The records below are to be repeated in full, exactly as they are.
:: Exercise inputs ::
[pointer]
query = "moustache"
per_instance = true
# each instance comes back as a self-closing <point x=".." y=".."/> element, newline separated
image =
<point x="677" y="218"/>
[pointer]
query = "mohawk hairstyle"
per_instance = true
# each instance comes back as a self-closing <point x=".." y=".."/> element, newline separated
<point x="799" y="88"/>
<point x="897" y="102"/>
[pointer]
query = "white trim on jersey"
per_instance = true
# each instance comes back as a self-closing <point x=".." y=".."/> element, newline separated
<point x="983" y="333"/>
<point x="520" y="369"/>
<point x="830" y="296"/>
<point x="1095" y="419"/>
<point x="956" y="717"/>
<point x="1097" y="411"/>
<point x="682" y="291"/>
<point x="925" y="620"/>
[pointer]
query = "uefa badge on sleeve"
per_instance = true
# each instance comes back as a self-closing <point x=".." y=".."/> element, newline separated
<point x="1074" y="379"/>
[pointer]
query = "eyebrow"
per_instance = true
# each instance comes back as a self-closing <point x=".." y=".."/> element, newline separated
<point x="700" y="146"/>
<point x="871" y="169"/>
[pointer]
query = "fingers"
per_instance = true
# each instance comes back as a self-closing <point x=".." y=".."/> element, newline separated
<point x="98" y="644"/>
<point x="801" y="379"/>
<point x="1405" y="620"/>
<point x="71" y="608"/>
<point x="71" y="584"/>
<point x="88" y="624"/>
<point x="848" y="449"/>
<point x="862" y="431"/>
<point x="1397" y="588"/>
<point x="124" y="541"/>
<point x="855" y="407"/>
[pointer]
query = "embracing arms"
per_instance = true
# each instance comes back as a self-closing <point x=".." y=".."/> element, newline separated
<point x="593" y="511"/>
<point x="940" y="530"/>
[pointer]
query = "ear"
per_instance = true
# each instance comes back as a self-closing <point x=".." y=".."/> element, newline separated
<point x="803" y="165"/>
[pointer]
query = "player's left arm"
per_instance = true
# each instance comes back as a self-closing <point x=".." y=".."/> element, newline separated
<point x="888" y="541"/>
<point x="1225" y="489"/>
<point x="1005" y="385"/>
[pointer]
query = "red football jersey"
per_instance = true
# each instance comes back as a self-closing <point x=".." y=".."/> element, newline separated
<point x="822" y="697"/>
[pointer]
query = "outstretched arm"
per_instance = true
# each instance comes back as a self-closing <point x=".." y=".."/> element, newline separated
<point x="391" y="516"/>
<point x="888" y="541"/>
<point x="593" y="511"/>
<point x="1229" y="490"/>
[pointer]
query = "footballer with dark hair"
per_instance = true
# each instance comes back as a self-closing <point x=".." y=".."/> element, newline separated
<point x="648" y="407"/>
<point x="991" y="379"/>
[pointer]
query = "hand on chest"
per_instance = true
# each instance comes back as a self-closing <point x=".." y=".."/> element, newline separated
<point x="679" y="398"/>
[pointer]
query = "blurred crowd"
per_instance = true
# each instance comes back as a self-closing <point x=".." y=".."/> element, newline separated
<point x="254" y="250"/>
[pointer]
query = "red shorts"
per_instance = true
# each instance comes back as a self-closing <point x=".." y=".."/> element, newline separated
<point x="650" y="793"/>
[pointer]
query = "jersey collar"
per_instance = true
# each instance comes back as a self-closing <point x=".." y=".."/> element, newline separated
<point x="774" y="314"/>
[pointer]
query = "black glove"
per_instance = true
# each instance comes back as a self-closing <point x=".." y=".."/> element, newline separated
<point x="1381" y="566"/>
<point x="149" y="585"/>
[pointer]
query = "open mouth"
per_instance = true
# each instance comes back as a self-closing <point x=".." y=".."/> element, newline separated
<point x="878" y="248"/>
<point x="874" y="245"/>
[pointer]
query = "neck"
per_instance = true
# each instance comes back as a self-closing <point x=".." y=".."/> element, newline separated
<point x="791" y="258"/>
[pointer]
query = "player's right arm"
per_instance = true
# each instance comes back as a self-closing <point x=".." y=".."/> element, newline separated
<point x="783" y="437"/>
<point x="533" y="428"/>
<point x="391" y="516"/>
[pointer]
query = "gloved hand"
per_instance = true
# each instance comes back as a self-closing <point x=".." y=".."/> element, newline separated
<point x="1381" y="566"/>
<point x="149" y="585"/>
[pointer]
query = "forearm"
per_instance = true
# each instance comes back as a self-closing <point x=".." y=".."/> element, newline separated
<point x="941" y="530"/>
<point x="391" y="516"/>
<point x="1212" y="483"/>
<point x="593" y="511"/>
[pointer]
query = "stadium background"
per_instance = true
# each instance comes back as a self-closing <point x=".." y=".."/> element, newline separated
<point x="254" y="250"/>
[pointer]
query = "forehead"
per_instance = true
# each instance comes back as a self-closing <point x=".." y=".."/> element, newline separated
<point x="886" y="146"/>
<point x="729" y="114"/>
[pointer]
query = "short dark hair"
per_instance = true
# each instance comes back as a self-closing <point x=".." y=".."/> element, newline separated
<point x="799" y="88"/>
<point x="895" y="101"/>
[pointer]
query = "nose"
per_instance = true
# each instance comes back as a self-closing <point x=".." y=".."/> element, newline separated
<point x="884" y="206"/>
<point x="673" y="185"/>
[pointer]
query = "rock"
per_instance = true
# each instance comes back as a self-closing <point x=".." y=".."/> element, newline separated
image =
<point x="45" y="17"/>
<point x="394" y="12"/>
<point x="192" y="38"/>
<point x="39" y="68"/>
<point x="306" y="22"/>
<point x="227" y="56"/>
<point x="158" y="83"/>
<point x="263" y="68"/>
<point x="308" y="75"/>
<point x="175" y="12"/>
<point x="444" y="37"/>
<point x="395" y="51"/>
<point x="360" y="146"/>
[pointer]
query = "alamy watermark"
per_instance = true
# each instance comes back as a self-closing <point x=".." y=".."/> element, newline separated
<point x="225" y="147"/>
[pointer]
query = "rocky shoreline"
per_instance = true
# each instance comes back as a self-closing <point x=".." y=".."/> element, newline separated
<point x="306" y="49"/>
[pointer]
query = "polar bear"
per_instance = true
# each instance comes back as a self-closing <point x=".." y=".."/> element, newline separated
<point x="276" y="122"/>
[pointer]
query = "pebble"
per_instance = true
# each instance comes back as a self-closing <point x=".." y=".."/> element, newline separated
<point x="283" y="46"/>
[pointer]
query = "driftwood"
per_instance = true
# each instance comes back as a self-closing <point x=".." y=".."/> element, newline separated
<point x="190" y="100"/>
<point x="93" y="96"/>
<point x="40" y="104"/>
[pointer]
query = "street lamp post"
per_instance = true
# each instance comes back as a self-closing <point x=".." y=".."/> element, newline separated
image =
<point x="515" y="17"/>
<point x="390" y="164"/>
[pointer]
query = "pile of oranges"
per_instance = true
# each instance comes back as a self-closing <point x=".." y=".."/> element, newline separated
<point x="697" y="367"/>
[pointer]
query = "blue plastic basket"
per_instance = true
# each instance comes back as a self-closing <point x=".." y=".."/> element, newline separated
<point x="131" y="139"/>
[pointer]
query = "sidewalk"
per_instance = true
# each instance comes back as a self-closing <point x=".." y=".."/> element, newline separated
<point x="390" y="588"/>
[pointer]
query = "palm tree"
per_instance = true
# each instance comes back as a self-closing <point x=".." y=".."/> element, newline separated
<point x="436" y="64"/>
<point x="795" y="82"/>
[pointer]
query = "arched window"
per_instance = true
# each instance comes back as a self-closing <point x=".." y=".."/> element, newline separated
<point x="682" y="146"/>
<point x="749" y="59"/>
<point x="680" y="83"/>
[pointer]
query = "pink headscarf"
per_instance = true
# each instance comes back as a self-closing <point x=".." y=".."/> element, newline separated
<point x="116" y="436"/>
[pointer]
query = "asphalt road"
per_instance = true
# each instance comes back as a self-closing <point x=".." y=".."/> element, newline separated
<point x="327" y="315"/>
:::
Result below
[pointer]
query = "moustache"
per_instance = true
# each instance comes back as a self-closing <point x=".." y=".."/> element, newline separated
image =
<point x="677" y="218"/>
[pointer]
query = "mohawk hairstyle"
per_instance = true
# each instance comes back as a self-closing <point x=".." y=".."/> element, newline separated
<point x="799" y="88"/>
<point x="897" y="102"/>
[pointer]
query = "white trim on jersey"
per_instance = true
# each instance comes back as a self-closing <point x=".." y=".."/> element, newline separated
<point x="983" y="333"/>
<point x="520" y="369"/>
<point x="830" y="296"/>
<point x="1095" y="419"/>
<point x="956" y="717"/>
<point x="1097" y="411"/>
<point x="682" y="291"/>
<point x="925" y="620"/>
[pointer]
query = "uefa badge on sleeve"
per_instance = true
# each instance comes back as a self-closing <point x=".." y=".."/> element, newline separated
<point x="1074" y="379"/>
[pointer]
query = "eyebrow"
per_instance = true
# each instance comes back as a self-closing <point x=".." y=".."/> element, newline separated
<point x="700" y="146"/>
<point x="871" y="169"/>
[pointer]
query = "fingers"
per_instance = true
# each instance comes back as a self-closing <point x=".." y=".."/> element, newline separated
<point x="98" y="644"/>
<point x="801" y="379"/>
<point x="1405" y="620"/>
<point x="71" y="608"/>
<point x="71" y="584"/>
<point x="88" y="624"/>
<point x="848" y="449"/>
<point x="862" y="431"/>
<point x="1397" y="588"/>
<point x="124" y="541"/>
<point x="855" y="407"/>
[pointer]
query = "embracing arms"
per_instance = true
# each instance comes back as a self-closing <point x=".." y=".."/> element, newline separated
<point x="593" y="511"/>
<point x="940" y="530"/>
[pointer]
query = "ear"
per_instance = true
# each instance comes back as a self-closing <point x=".." y=".."/> element, newline separated
<point x="803" y="165"/>
[pointer]
query = "player's left arm"
per_instance = true
# each instance comes back as a self-closing <point x=".." y=".."/> element, newline separated
<point x="888" y="541"/>
<point x="1225" y="489"/>
<point x="1005" y="385"/>
[pointer]
query = "red football jersey"
per_instance = true
# each instance comes back as a self-closing <point x=".." y=".."/> element, newline separated
<point x="822" y="697"/>
[pointer]
query = "outstretched arm"
per_instance = true
# each instance comes back as a self-closing <point x=".." y=".."/> element, newline separated
<point x="391" y="516"/>
<point x="888" y="541"/>
<point x="593" y="511"/>
<point x="1229" y="490"/>
[pointer]
query = "footballer with dark hair"
per_instance = true
# each instance comes back as a self-closing <point x=".." y=".."/> element, newline separated
<point x="648" y="407"/>
<point x="991" y="379"/>
[pointer]
query = "hand on chest"
per_instance = true
# each instance comes back as a self-closing <point x=".." y=".."/> element, newline separated
<point x="679" y="398"/>
[pointer]
query = "blurred crowd"
per_instance = true
# each instance comes back as a self-closing <point x=".." y=".."/> element, newline separated
<point x="254" y="250"/>
[pointer]
query = "red shorts"
per_instance = true
# each instance comes back as a self-closing <point x=".." y=".."/> element, newline separated
<point x="650" y="793"/>
[pointer]
query = "jersey collar"
per_instance = true
# each instance comes back as a self-closing <point x=".." y=".."/> element, newline separated
<point x="774" y="314"/>
[pointer]
query = "black glove"
per_instance = true
# each instance comes back as a self-closing <point x=".." y=".."/> element, newline separated
<point x="1381" y="566"/>
<point x="149" y="585"/>
[pointer]
query = "open mouth"
per_instance = true
# each instance comes back as a self-closing <point x=".." y=".."/> element, newline separated
<point x="878" y="248"/>
<point x="874" y="245"/>
[pointer]
query = "neck"
per_instance = true
# each instance comes back as a self-closing <point x=".." y=".."/> element, newline separated
<point x="791" y="258"/>
[pointer]
query = "player's right arm"
per_instance = true
# each instance comes back as a self-closing <point x=".." y=".."/> element, newline separated
<point x="783" y="437"/>
<point x="533" y="428"/>
<point x="391" y="516"/>
[pointer]
query = "gloved hand"
per_instance = true
# each instance comes back as a self-closing <point x=".." y=".."/> element, newline separated
<point x="1381" y="566"/>
<point x="149" y="585"/>
[pointer]
query = "forearm"
per_instance = true
# each instance comes back as a self-closing <point x=".." y=".."/> element, newline separated
<point x="941" y="530"/>
<point x="391" y="516"/>
<point x="1212" y="483"/>
<point x="593" y="511"/>
[pointer]
query = "stadium background"
per_instance = true
# each instance comes back as a self-closing <point x=".." y=".."/> element, newline separated
<point x="254" y="250"/>
[pointer]
query = "forehead"
per_instance = true
# each instance comes back as a self-closing <point x=".." y=".."/> element, newline separated
<point x="886" y="146"/>
<point x="729" y="114"/>
[pointer]
query = "short dark hair"
per_instance = true
# each instance comes back as a self-closing <point x=".." y=".."/> element, newline separated
<point x="799" y="88"/>
<point x="895" y="101"/>
[pointer]
query = "nose"
per_instance = true
# each instance comes back as a self-closing <point x=".." y=".."/> element, newline separated
<point x="884" y="206"/>
<point x="673" y="185"/>
[pointer]
query = "rock"
per_instance = true
# each instance comes back as a self-closing <point x=".." y=".."/> element, newline separated
image =
<point x="45" y="17"/>
<point x="394" y="12"/>
<point x="192" y="38"/>
<point x="39" y="68"/>
<point x="306" y="22"/>
<point x="227" y="56"/>
<point x="158" y="83"/>
<point x="263" y="68"/>
<point x="308" y="75"/>
<point x="175" y="12"/>
<point x="444" y="37"/>
<point x="395" y="51"/>
<point x="360" y="146"/>
[pointer]
query = "alamy watermark"
per_instance = true
# each instance comes back as a self-closing <point x=".." y=".."/> element, newline separated
<point x="225" y="147"/>
[pointer]
query = "rocky shoreline"
per_instance = true
# each instance comes back as a self-closing <point x=".." y=".."/> element, newline separated
<point x="306" y="49"/>
[pointer]
query = "polar bear"
per_instance = true
# each instance comes back as a self-closing <point x=".." y=".."/> element, newline separated
<point x="276" y="122"/>
[pointer]
query = "pebble"
per_instance = true
# each instance comes back as a self-closing <point x=".." y=".."/> element, newline separated
<point x="283" y="46"/>
[pointer]
query = "driftwood"
per_instance = true
# each instance comes back as a self-closing <point x=".." y=".."/> element, newline separated
<point x="190" y="100"/>
<point x="93" y="96"/>
<point x="40" y="104"/>
[pointer]
query = "street lamp post"
per_instance = true
# each instance comes back as a self-closing <point x=".." y=".."/> element, newline separated
image =
<point x="515" y="17"/>
<point x="390" y="164"/>
[pointer]
query = "pile of oranges"
per_instance = true
# each instance comes back as a self-closing <point x=".." y=".."/> element, newline separated
<point x="697" y="367"/>
[pointer]
query = "blue plastic basket"
per_instance = true
# each instance comes back as a self-closing <point x=".." y=".."/> element, newline separated
<point x="131" y="139"/>
[pointer]
query = "sidewalk"
per_instance = true
# each instance comes back as a self-closing <point x=".." y=".."/> element, newline separated
<point x="390" y="588"/>
[pointer]
query = "palm tree"
per_instance = true
# each instance comes back as a self-closing <point x=".." y=".."/> element, newline separated
<point x="436" y="64"/>
<point x="795" y="82"/>
[pointer]
query = "arched window"
per_instance = true
# each instance comes back as a self-closing <point x=".." y=".."/> element, newline separated
<point x="682" y="146"/>
<point x="749" y="59"/>
<point x="680" y="83"/>
[pointer]
query = "pink headscarf"
per_instance = true
# each instance comes back as a self-closing <point x=".." y=".."/> element, newline separated
<point x="116" y="436"/>
[pointer]
query = "asphalt road"
per_instance = true
# each instance comes back as a self-closing <point x=".." y=".."/> element, newline separated
<point x="327" y="315"/>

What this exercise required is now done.